## [DESCRIPTION OF THE TASK]
Every line must be returned precisely as it is written.

====

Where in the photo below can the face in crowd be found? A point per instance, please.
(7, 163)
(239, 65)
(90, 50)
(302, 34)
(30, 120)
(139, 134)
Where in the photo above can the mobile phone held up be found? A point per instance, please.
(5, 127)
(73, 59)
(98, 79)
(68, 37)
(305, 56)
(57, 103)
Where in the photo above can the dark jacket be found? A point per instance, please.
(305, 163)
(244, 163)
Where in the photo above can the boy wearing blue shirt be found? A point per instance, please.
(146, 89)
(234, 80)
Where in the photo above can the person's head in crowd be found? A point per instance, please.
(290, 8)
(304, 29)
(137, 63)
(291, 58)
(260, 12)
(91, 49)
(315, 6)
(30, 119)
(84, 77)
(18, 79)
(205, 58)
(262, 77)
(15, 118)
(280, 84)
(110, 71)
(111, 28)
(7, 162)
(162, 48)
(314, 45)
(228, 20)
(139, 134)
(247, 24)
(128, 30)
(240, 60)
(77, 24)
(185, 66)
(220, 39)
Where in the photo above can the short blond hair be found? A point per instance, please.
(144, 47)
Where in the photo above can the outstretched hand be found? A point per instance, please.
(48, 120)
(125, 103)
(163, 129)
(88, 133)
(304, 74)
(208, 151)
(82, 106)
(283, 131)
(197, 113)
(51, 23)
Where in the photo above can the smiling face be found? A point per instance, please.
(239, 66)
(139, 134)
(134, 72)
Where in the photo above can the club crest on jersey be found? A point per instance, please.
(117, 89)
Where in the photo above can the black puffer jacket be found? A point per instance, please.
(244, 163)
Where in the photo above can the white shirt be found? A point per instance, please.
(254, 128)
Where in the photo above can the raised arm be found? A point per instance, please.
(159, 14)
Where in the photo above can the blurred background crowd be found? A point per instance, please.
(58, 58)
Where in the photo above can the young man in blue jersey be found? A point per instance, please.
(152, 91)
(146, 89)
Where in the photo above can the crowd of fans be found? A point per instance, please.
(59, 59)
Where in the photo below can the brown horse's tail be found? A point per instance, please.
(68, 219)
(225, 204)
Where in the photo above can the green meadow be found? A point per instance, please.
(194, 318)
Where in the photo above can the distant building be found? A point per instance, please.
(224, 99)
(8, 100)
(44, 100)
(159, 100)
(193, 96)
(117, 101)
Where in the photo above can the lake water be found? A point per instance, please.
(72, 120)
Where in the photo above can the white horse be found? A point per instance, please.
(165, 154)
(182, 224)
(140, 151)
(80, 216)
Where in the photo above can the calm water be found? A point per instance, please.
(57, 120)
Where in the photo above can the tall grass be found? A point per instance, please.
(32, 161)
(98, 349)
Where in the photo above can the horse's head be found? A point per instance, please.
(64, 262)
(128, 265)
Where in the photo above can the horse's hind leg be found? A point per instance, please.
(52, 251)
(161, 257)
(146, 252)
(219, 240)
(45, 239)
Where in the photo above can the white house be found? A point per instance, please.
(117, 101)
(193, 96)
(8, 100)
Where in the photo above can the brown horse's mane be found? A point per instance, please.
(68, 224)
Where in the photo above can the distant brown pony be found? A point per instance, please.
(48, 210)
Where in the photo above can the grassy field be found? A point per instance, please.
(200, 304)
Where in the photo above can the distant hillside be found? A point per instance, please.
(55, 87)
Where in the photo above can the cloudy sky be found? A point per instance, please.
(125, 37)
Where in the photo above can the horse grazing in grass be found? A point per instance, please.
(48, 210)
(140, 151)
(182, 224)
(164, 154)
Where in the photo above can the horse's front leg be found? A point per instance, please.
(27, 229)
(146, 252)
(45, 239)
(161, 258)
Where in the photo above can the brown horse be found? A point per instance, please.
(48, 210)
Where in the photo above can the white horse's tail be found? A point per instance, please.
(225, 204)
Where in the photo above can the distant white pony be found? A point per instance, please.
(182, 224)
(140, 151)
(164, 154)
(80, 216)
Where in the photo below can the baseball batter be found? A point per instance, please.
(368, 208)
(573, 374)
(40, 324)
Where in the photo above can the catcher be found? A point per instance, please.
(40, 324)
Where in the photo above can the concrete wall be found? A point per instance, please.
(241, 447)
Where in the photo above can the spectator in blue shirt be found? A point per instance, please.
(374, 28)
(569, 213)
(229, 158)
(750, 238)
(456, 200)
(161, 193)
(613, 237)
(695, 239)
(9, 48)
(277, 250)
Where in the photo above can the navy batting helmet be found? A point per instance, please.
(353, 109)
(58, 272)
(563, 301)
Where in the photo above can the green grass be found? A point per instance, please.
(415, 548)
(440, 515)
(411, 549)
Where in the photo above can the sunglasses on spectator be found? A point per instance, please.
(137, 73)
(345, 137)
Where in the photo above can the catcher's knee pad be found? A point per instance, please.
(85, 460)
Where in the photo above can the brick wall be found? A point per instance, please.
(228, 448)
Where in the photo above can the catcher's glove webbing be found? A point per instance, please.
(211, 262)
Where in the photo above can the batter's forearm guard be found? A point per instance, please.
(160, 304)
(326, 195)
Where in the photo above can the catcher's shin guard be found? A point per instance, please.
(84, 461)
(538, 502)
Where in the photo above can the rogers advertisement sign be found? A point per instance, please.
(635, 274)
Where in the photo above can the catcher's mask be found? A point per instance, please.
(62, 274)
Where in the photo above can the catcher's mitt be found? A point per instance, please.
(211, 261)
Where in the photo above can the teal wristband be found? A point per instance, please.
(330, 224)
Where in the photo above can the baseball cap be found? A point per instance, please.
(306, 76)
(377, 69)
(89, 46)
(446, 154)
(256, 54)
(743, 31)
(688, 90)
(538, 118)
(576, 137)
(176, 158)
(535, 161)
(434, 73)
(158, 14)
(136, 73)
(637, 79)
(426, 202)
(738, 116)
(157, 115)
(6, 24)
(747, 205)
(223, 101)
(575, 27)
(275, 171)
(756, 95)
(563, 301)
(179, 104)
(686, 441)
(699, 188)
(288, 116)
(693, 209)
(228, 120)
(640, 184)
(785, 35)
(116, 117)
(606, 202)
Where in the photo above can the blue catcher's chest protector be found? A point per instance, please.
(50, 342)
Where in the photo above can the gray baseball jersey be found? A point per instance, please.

====

## [FULL ANSWER]
Where in the photo below can the face in crowd be found? A point per instance, please.
(7, 163)
(239, 65)
(90, 50)
(302, 34)
(30, 120)
(139, 134)
Where in the photo above can the mobile phone held up be found? A point per instance, please.
(5, 127)
(73, 59)
(98, 79)
(68, 37)
(305, 56)
(57, 103)
Where in the photo above can the dark jacket be found? A point per instance, please.
(305, 163)
(244, 163)
Where in the photo above can the boy wearing blue shirt be found? A point per instance, please.
(146, 89)
(234, 80)
Where in the photo above can the person's head in crowd be found? A point per instance, please.
(290, 8)
(304, 29)
(137, 63)
(291, 58)
(260, 12)
(91, 49)
(315, 6)
(30, 119)
(84, 77)
(18, 79)
(205, 58)
(262, 77)
(15, 118)
(280, 84)
(110, 71)
(111, 28)
(7, 162)
(162, 48)
(314, 45)
(228, 20)
(139, 134)
(247, 24)
(128, 30)
(240, 60)
(77, 24)
(185, 66)
(220, 39)
Where in the photo above can the short blond hair be found? A point per instance, please.
(144, 47)
Where in the photo above can the outstretched hand be found? A point per instance, please.
(48, 120)
(125, 103)
(163, 129)
(88, 133)
(304, 74)
(208, 151)
(82, 106)
(283, 131)
(197, 113)
(51, 23)
Where in the photo above can the smiling face be found? A point per instance, please.
(239, 66)
(139, 134)
(134, 72)
Where in the photo above can the club crest on jersey be found? A point per instance, please.
(117, 89)
Where in the photo above can the black puffer jacket be found? A point per instance, please.
(244, 163)
Where in the photo above can the white shirt be found? A point per instance, please.
(254, 128)
Where in the photo above can the raised arm be found? A point per instance, please.
(159, 14)
Where in the photo above can the blurred background crowd be found? A point per instance, please.
(58, 58)
Where in the photo above can the young man in blue jersey be found? A point per instance, please.
(152, 91)
(146, 89)
Where in the photo above can the crowd of fans be found? A point per instance, please.
(59, 59)
Where in the photo below can the brown horse's tail be found? A point per instance, please.
(68, 219)
(225, 204)
Where in the photo above can the green meadow be found? A point per instance, please.
(194, 318)
Where in the photo above can the distant building be found? A point per instance, please.
(224, 99)
(8, 100)
(44, 100)
(159, 100)
(193, 96)
(117, 101)
Where in the photo above can the lake water be found? A point per instance, please.
(72, 120)
Where in the photo above can the white horse be found? A point per instance, please.
(165, 154)
(182, 224)
(140, 151)
(80, 216)
Where in the photo above can the calm water be found? A point per instance, please.
(57, 120)
Where in the photo above can the tall grass be found? A point per instance, please.
(32, 161)
(98, 349)
Where in the photo above can the horse's head be found? A point per instance, please.
(64, 262)
(128, 265)
Where in the photo above can the horse's hind leg be found? A point per instance, please.
(52, 251)
(161, 257)
(146, 252)
(219, 240)
(45, 239)
Where in the photo above can the white house be found? A point per instance, please.
(117, 101)
(193, 96)
(8, 100)
Where in the photo above can the brown horse's mane be found? A point per instance, please.
(68, 224)
Where in the photo above can the distant brown pony be found? A point per instance, please.
(48, 210)
Where in the photo above can the grassy field be found? A point per instance, please.
(200, 304)
Where in the photo above can the distant hillside be found? A point per instance, please.
(55, 87)
Where in the photo above can the cloudy sky be found? A point per instance, please.
(125, 37)
Where in the photo above can the horse grazing in grass be found? A point per instance, please.
(48, 210)
(140, 151)
(182, 224)
(164, 154)
Where in the photo above can the horse's front leg be found? A point per instance, please.
(27, 229)
(146, 252)
(45, 239)
(161, 258)
Where in the photo above can the brown horse be found? A point per instance, please.
(48, 210)
Where in the photo above can the white horse's tail be found? A point per instance, please.
(225, 204)
Where in the photo above can the distant white pony be found? A point per instance, please.
(182, 224)
(140, 151)
(164, 154)
(80, 216)
Where in the photo below can the baseball batter be found? A point per instance, please.
(368, 208)
(573, 374)
(40, 324)
Where in the photo above can the catcher be found? A point per instance, please.
(40, 324)
Where in the photo above can the concrete wall be found? A point per instance, please.
(241, 447)
Where in the photo above can the spectator in blue shirt be found? A point per instance, please.
(374, 28)
(569, 213)
(229, 158)
(750, 238)
(456, 200)
(161, 193)
(613, 237)
(695, 239)
(9, 48)
(277, 250)
Where in the photo above can the navy batting helmet be found? A point per instance, please.
(353, 109)
(58, 272)
(563, 301)
Where in the photo above can the green grass be found? A point per instance, please.
(415, 548)
(440, 515)
(411, 549)
Where in the photo above can the sunglasses on spectator be found? A point per instance, please.
(137, 73)
(345, 137)
Where in the photo above can the catcher's knee pad be found? A point per instance, please.
(85, 460)
Where in the photo above can the brick wall be found? A point per instance, please.
(228, 448)
Where in the photo above can the catcher's glove webbing be found? A point per instance, please.
(211, 262)
Where in the photo above can the batter's forearm guard be found? A point per instance, please.
(160, 304)
(326, 195)
Where in the photo above can the catcher's shin guard be found? A point per instance, please.
(84, 461)
(538, 502)
Where in the photo above can the rogers advertisement sign be found? A point per instance, please.
(635, 274)
Where in the photo above can the catcher's mask be found? A point per instance, please.
(62, 274)
Where in the photo above can the catcher's mitt be found? A point per instance, please.
(211, 261)
Where in the photo above can the teal wristband be found? A point per instance, please.
(330, 224)
Where in the photo above can the baseball cap be found? A point per instance, please.
(306, 76)
(377, 69)
(89, 46)
(446, 154)
(256, 54)
(743, 31)
(688, 90)
(538, 118)
(576, 137)
(176, 158)
(535, 161)
(434, 73)
(158, 14)
(136, 73)
(637, 79)
(426, 202)
(738, 116)
(157, 115)
(6, 24)
(747, 205)
(223, 101)
(575, 27)
(275, 171)
(756, 95)
(563, 301)
(179, 104)
(686, 441)
(699, 188)
(288, 116)
(693, 209)
(228, 120)
(640, 184)
(785, 35)
(116, 117)
(606, 202)
Where in the photo above can the blue catcher's chest protector be found? A point per instance, please.
(50, 342)
Where in the photo above can the gray baseball jersey be found? A point per instance, please.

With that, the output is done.